■ **TRY IT**
What is needed here is an exact repetition of the records below, beginning at the line that has "the pink flower" and stopping after the line that has "of the pink-tipped".

##########

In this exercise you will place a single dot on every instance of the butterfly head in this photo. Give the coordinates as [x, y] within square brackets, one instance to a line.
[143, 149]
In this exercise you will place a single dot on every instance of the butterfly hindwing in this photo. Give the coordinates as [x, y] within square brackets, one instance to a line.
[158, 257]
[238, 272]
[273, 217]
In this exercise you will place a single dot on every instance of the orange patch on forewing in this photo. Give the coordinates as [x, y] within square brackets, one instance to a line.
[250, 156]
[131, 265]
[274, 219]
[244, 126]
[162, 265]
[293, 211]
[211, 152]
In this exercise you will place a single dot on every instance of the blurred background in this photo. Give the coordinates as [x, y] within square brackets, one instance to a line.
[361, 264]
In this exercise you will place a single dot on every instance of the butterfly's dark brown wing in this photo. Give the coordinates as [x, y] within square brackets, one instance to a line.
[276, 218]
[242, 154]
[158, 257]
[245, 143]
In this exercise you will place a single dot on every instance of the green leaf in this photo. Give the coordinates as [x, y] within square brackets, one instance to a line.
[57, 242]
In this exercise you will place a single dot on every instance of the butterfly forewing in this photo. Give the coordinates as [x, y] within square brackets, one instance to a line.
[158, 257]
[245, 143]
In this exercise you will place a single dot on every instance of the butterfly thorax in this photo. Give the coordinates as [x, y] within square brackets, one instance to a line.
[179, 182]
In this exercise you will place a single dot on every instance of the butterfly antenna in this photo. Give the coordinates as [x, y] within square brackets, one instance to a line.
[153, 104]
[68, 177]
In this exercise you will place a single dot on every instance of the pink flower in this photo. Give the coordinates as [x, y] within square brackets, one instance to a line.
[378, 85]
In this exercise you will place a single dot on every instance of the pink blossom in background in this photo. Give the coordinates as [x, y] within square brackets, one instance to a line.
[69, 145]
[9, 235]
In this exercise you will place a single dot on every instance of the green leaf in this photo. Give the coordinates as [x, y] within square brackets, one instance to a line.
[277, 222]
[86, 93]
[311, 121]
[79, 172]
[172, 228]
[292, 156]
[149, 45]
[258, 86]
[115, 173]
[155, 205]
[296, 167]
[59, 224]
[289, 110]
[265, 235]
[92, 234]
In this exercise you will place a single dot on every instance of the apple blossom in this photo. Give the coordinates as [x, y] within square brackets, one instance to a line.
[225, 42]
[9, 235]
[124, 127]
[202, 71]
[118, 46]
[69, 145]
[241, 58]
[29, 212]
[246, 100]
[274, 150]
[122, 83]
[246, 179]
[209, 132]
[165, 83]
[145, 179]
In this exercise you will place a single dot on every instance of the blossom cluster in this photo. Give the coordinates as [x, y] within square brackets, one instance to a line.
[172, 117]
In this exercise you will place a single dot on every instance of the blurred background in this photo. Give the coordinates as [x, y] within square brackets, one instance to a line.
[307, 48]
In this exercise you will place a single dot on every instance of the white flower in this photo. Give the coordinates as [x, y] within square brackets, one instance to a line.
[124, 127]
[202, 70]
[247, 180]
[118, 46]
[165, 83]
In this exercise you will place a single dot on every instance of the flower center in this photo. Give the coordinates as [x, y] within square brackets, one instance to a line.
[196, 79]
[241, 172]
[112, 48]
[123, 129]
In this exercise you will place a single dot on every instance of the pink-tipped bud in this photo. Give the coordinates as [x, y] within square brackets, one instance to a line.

##########

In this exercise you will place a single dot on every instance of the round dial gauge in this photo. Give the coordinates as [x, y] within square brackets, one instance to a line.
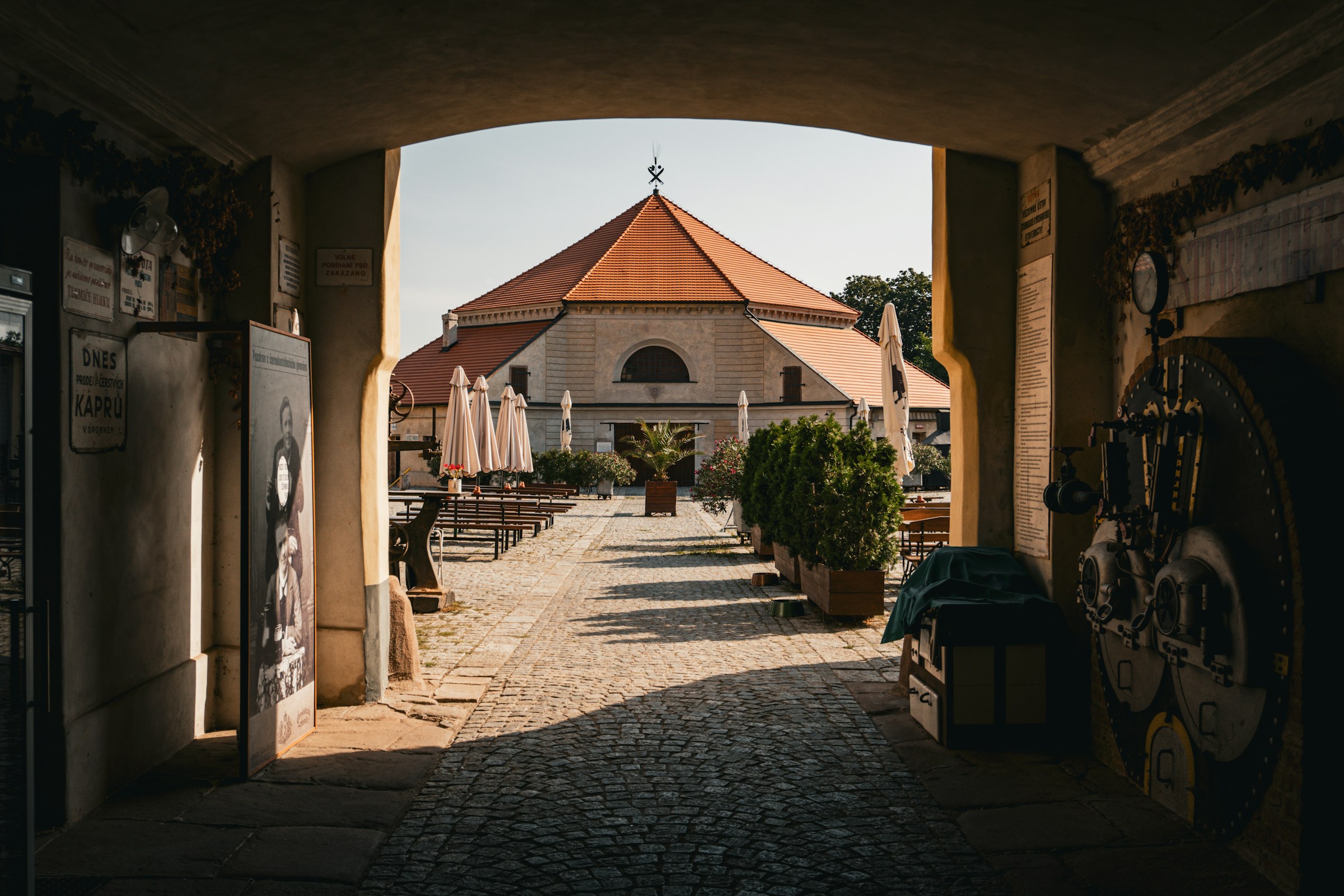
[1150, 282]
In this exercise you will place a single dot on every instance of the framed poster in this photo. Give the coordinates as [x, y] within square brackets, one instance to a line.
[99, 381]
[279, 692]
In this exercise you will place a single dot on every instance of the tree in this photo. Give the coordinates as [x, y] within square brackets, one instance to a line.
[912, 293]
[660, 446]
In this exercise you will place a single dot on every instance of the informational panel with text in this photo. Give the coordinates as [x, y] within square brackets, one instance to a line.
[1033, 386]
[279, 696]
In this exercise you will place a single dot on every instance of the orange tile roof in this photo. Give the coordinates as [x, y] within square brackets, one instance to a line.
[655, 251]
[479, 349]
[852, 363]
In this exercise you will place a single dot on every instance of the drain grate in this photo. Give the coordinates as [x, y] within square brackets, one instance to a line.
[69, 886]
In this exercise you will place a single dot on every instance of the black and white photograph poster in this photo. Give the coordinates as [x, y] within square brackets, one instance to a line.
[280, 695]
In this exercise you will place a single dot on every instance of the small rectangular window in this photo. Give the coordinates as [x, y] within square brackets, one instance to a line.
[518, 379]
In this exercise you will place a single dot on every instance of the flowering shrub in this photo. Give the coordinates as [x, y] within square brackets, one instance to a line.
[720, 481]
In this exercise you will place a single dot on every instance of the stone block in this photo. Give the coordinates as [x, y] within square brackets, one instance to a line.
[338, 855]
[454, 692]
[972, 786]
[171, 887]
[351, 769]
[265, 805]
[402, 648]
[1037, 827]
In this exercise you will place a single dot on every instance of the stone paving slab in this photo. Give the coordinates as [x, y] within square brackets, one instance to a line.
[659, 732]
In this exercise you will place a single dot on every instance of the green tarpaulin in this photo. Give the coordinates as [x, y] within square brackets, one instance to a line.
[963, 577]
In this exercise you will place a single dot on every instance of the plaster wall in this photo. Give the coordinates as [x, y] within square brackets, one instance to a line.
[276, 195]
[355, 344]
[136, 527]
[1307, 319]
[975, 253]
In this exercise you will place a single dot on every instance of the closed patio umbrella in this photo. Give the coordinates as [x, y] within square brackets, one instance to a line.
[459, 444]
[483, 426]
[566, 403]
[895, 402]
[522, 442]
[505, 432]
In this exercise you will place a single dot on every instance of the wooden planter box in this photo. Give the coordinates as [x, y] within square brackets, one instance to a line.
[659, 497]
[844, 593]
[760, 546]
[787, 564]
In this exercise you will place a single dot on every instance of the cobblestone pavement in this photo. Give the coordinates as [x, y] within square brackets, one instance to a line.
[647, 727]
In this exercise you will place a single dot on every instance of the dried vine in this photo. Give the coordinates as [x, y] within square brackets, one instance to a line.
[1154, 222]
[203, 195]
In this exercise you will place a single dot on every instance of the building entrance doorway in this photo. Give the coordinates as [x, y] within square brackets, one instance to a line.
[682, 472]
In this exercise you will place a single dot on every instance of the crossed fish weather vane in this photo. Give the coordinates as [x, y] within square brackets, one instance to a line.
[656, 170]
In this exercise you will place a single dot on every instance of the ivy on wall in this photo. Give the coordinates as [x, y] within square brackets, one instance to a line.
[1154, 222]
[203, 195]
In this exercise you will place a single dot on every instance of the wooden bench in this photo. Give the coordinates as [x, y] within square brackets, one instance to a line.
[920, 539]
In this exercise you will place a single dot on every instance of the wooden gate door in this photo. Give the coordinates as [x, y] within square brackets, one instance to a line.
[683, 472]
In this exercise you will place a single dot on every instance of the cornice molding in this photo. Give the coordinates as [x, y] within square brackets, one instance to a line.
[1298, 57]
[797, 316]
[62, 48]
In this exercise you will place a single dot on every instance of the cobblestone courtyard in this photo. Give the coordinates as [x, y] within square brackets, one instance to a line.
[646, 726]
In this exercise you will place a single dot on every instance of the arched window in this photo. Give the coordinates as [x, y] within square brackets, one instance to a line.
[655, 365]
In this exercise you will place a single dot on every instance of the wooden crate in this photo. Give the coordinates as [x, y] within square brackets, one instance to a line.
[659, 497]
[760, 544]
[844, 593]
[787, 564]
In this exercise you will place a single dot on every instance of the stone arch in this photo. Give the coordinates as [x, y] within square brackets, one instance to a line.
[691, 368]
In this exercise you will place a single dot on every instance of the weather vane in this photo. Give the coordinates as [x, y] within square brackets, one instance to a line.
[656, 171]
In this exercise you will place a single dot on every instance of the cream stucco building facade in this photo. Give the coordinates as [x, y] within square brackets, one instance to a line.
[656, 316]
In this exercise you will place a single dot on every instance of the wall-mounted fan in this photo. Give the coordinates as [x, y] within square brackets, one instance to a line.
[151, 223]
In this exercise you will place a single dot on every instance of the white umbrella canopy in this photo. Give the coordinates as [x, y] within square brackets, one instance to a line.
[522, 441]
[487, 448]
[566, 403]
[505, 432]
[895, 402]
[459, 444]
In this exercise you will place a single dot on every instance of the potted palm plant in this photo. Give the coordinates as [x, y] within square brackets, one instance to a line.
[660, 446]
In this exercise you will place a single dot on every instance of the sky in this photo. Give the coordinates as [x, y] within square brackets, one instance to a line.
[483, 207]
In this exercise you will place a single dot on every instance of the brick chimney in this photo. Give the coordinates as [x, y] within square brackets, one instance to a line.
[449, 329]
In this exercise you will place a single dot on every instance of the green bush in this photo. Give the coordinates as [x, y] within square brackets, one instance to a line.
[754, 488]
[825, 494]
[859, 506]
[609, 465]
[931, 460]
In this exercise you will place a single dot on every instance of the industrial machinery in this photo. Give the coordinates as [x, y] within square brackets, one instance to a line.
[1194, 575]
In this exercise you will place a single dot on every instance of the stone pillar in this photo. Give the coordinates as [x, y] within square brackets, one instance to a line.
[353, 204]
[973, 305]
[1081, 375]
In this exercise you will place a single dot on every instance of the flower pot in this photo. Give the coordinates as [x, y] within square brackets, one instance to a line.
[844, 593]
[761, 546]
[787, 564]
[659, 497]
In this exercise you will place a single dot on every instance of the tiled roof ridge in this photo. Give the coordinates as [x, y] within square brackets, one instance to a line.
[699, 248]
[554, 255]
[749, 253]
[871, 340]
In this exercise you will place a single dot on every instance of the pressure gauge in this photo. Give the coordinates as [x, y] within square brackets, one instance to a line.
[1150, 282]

##########

■ **ANSWER AREA**
In this exercise you will place a single dot on every instance of the pink flower in this photo. Give the coordinates as [x, y] within square brackets, one instance to a line.
[378, 85]
In this exercise you will place a single dot on every instance of the pink blossom in background in this photo. Give the coordinates as [x, y] within square brackets, one instance to a line.
[69, 145]
[9, 235]
In this exercise you will place a single dot on every instance of the green leaf in this photo. Give the coordinates as [x, y] within square brackets, one instance to a line.
[277, 222]
[86, 93]
[311, 121]
[79, 172]
[172, 228]
[292, 156]
[149, 45]
[258, 86]
[115, 173]
[155, 205]
[296, 167]
[59, 224]
[289, 110]
[265, 235]
[92, 234]
In this exercise you will place a single dot on every instance of the apple blossom in this photo. Give the coordinates as [x, y] within square brackets, one instance to a line.
[225, 42]
[9, 235]
[124, 127]
[202, 71]
[118, 46]
[69, 145]
[241, 58]
[29, 212]
[246, 100]
[274, 150]
[122, 83]
[246, 179]
[209, 132]
[165, 83]
[145, 179]
In this exercise you will place a single dot on every instance of the blossom cluster in this photo. Give the coordinates as [x, y] within square brackets, one instance to a line.
[172, 117]
In this exercise you will place a single dot on every instance of the blurred background in this photo. Give the coordinates as [x, y] within square brackets, one instance to a line.
[307, 48]
In this exercise you will place a single dot on every instance of the white flower in this photo. Give the coordinates as [x, y] within square brackets, one instance to a line.
[124, 127]
[202, 70]
[247, 180]
[118, 46]
[165, 83]
In this exercise you will place a single dot on every instance of the flower center in this photo. Give the coordinates as [x, y] within square brackets, one instance to a line.
[196, 79]
[241, 172]
[112, 48]
[123, 129]
In this exercise you will place a single dot on every instance of the pink-tipped bud in this photo. Give the coordinates as [x, y] within square brackets, one instance to a line.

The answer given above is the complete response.